**Data listing:**
++++++++
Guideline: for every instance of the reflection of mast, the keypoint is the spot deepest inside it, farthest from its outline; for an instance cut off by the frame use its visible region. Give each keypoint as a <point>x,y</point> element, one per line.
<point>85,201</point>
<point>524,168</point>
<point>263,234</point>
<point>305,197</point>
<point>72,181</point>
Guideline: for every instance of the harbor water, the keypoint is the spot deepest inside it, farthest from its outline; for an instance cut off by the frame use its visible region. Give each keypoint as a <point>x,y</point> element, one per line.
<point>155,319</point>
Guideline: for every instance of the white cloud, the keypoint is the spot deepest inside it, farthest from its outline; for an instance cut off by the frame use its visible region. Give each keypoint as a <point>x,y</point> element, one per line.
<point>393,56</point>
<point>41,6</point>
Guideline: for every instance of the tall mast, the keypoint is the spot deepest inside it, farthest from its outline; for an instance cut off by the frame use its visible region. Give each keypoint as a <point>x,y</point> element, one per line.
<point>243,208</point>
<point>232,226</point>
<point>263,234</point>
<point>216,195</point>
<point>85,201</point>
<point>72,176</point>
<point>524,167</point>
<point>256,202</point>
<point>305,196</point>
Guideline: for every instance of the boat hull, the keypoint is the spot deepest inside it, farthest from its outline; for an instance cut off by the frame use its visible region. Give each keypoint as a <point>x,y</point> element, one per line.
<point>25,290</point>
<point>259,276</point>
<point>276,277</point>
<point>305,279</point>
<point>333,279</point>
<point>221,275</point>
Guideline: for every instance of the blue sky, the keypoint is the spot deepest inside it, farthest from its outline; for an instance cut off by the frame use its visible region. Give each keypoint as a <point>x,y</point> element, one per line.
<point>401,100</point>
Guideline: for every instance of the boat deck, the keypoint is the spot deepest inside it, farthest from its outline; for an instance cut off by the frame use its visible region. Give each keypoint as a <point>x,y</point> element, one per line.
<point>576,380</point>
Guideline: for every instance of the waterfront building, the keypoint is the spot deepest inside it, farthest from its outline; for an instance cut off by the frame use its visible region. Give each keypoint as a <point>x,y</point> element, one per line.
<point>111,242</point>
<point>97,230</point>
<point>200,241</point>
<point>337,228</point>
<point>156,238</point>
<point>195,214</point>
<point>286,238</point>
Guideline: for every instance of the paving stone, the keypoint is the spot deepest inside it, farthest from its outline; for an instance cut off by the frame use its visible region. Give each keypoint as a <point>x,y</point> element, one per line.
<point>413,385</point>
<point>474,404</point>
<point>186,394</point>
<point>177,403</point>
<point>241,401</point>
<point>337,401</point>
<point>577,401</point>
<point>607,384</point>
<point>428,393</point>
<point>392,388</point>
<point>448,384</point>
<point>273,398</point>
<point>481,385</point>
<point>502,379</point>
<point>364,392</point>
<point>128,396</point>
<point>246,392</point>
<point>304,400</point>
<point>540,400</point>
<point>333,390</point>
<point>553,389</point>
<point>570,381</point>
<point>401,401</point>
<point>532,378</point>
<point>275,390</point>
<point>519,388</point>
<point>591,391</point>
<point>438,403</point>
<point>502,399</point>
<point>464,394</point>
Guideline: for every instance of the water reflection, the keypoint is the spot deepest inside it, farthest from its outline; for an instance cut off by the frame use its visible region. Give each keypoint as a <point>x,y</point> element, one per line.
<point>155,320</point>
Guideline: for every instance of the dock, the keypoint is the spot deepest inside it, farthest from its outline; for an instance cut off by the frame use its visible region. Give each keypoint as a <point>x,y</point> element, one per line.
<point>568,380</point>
++++++++
**Assignment:** Set down nothing but the lines from the one with "Guideline: for every instance of the dock, the" through the end of the records, keeping each line exactly as written and including both ends.

**Answer to this problem:**
Guideline: for every instance of the dock, the keypoint is the spot deepest inside it, farthest from its outline; for an instance cut off by the frame use its visible region. Give each keypoint as a <point>x,y</point> element, one per line.
<point>568,380</point>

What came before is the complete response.